• Texto:
************

Julguem, pois, e digam os que possuem a justa inteligência das coisas, se tais
indivíduos aproveitam à liberdade e dignidade do homem, ou se não são antes
dela a destruição completa.
O Liberalismo
mitigado.
20. Sem dúvida, tais
opiniões, espantosas pela sua mesma enormidade e sua oposição manifesta com a
verdade, bem como a imensidade dos males, de que vimos elas serem causa,
impedem os partidários do Liberalismo de aderirem todos a elas. Constrangidos
mesmo pela força da verdade, muitos deles não hesitam em reconhecer,
confessam-no até espontaneamente, que, entregando-se a tais excessos, com
desprezo da verdade e da justiça, a liberdade se vicia e degenera abertamente
em licença, sendo necessário, portanto, que ela seja dirigida e governada pela
reta razão, e, por conseqüência, que se submeta ao direito natural e à lei
divina e eterna. Mas julgam dever parar aqui, e não admitem que o homem livre
deva submeter-se às leis que a Deus apraz impor-nos por uma outra via que não a
razão natural.

************

• Instrução dada 1: Segundo o texto sobre o liberalismo, em que a liberdade degenera abertamente quando se entrega a tais excessos?

************

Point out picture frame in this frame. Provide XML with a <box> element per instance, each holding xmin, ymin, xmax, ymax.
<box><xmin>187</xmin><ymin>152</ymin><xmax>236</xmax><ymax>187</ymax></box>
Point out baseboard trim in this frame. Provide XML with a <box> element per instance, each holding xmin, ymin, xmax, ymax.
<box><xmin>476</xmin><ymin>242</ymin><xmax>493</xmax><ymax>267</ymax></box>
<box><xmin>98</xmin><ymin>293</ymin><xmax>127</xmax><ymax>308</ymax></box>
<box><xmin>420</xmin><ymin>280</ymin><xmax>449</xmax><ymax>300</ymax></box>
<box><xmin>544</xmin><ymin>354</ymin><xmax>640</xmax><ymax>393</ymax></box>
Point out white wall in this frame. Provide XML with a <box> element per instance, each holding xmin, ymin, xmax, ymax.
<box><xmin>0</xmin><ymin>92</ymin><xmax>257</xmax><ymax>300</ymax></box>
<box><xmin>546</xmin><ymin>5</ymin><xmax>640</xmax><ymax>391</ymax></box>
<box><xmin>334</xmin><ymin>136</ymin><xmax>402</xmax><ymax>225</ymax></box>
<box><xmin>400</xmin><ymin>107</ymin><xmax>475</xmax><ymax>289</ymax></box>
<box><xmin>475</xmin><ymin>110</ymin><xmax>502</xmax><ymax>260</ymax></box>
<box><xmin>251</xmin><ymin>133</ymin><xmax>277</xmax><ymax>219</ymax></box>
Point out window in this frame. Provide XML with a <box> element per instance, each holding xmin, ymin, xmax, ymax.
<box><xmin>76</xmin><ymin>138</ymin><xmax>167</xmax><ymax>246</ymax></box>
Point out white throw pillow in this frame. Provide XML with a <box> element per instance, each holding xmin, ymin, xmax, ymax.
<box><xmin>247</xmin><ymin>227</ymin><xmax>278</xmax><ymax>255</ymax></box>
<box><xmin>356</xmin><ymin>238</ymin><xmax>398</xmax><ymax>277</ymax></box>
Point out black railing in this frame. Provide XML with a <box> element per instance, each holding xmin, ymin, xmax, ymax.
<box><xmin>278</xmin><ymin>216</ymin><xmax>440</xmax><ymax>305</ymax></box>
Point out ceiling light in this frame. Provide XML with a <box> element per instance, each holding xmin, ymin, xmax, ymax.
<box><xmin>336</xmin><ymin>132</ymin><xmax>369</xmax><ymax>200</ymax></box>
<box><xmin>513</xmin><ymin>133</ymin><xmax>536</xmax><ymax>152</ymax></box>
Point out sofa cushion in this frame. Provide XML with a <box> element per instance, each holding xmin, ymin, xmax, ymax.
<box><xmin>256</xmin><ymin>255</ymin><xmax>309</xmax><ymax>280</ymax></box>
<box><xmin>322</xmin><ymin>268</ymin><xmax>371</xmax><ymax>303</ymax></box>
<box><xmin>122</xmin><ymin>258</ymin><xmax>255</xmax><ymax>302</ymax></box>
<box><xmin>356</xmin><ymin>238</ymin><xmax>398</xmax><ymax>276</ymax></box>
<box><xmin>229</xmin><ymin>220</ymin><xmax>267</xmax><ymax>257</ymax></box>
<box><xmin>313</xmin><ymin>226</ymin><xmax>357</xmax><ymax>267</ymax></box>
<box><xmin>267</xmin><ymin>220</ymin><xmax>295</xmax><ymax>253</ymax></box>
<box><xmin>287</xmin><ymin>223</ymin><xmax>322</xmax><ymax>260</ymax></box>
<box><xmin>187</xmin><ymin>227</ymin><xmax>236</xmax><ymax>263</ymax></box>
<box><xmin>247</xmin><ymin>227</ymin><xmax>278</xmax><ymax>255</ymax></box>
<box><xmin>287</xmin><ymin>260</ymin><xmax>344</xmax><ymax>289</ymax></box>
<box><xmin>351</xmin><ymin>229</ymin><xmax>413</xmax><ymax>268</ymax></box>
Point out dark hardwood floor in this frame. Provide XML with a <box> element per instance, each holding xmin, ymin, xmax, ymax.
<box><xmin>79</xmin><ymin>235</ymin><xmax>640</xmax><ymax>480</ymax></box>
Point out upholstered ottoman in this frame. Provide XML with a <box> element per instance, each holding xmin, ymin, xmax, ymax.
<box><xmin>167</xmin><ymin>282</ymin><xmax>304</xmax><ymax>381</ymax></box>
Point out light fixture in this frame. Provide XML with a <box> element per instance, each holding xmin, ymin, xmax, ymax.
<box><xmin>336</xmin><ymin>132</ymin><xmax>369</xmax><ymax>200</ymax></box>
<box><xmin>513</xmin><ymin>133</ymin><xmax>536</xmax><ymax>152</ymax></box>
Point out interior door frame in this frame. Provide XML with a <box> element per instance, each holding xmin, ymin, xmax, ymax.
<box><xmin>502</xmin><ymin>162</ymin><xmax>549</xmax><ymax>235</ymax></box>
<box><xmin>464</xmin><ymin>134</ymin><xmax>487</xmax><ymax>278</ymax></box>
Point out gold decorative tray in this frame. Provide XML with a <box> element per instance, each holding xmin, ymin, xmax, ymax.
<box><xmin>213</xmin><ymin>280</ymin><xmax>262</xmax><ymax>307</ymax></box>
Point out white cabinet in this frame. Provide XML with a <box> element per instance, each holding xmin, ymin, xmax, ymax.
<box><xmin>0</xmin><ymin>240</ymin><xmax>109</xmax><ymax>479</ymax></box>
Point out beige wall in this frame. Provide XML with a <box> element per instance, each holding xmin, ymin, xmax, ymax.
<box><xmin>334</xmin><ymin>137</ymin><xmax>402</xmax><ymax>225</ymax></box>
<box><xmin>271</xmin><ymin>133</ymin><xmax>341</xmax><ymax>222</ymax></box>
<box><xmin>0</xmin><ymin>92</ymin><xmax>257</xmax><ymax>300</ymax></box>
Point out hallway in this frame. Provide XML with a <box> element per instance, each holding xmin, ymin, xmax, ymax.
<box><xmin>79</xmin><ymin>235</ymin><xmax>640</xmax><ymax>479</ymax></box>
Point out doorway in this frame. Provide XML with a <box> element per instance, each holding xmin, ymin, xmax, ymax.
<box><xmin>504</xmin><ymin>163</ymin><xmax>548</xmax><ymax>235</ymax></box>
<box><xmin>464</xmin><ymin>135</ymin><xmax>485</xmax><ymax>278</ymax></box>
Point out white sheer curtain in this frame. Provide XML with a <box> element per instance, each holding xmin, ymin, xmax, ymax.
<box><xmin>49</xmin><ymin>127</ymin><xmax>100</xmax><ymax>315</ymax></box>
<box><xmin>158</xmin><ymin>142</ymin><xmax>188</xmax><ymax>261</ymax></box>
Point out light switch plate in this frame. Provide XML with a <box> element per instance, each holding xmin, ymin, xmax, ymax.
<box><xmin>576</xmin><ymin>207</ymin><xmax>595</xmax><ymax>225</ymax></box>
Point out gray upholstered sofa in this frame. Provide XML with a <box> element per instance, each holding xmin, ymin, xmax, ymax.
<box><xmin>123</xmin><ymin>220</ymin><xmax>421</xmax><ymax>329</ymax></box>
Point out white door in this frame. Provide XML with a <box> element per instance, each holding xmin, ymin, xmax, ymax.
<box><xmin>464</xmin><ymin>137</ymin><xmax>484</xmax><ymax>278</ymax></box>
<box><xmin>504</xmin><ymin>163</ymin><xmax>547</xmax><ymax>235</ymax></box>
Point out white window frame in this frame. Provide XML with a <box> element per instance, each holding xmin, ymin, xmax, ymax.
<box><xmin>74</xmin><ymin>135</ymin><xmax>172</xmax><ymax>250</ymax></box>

************

• Instrução dada 2: Reescreva na listagem tudo desde a linha que contém "Point out white cabinet" até o final da listagem, com os pedidos incluídos, deslocando em 146 cada coordenada das caixas nas respostas.

• Resultado do exercício 1: Em licença.

• Resultado do exercício 2:
Point out white cabinet in this frame. Provide XML with a <box> element per instance, each holding xmin, ymin, xmax, ymax.
<box><xmin>146</xmin><ymin>386</ymin><xmax>255</xmax><ymax>625</ymax></box>
Point out beige wall in this frame. Provide XML with a <box> element per instance, each holding xmin, ymin, xmax, ymax.
<box><xmin>480</xmin><ymin>283</ymin><xmax>548</xmax><ymax>371</ymax></box>
<box><xmin>417</xmin><ymin>279</ymin><xmax>487</xmax><ymax>368</ymax></box>
<box><xmin>146</xmin><ymin>238</ymin><xmax>403</xmax><ymax>446</ymax></box>
Point out hallway in this frame. Provide XML with a <box> element per instance, each holding xmin, ymin, xmax, ymax.
<box><xmin>225</xmin><ymin>381</ymin><xmax>786</xmax><ymax>625</ymax></box>
Point out doorway in this frame. Provide XML with a <box> element per instance, each holding xmin, ymin, xmax, ymax.
<box><xmin>650</xmin><ymin>309</ymin><xmax>694</xmax><ymax>381</ymax></box>
<box><xmin>610</xmin><ymin>281</ymin><xmax>631</xmax><ymax>424</ymax></box>
Point out white sheer curtain in this frame. Provide XML with a <box> element per instance, each holding xmin, ymin, xmax, ymax.
<box><xmin>195</xmin><ymin>273</ymin><xmax>246</xmax><ymax>461</ymax></box>
<box><xmin>304</xmin><ymin>288</ymin><xmax>334</xmax><ymax>407</ymax></box>
Point out light switch plate in this frame. Provide XML with a <box> element per instance, each holding xmin, ymin, xmax, ymax.
<box><xmin>722</xmin><ymin>353</ymin><xmax>741</xmax><ymax>371</ymax></box>
Point out gray upholstered sofa in this frame. Provide XML with a <box> element per instance, each holding xmin, ymin, xmax, ymax.
<box><xmin>269</xmin><ymin>366</ymin><xmax>567</xmax><ymax>475</ymax></box>
Point out white door in this frame. Provide XML with a <box> element per instance, each holding xmin, ymin, xmax, ymax.
<box><xmin>610</xmin><ymin>283</ymin><xmax>630</xmax><ymax>424</ymax></box>
<box><xmin>650</xmin><ymin>309</ymin><xmax>693</xmax><ymax>381</ymax></box>
Point out white window frame in this frame. Provide XML with a <box> element per instance, each holding xmin, ymin, xmax, ymax.
<box><xmin>220</xmin><ymin>281</ymin><xmax>318</xmax><ymax>396</ymax></box>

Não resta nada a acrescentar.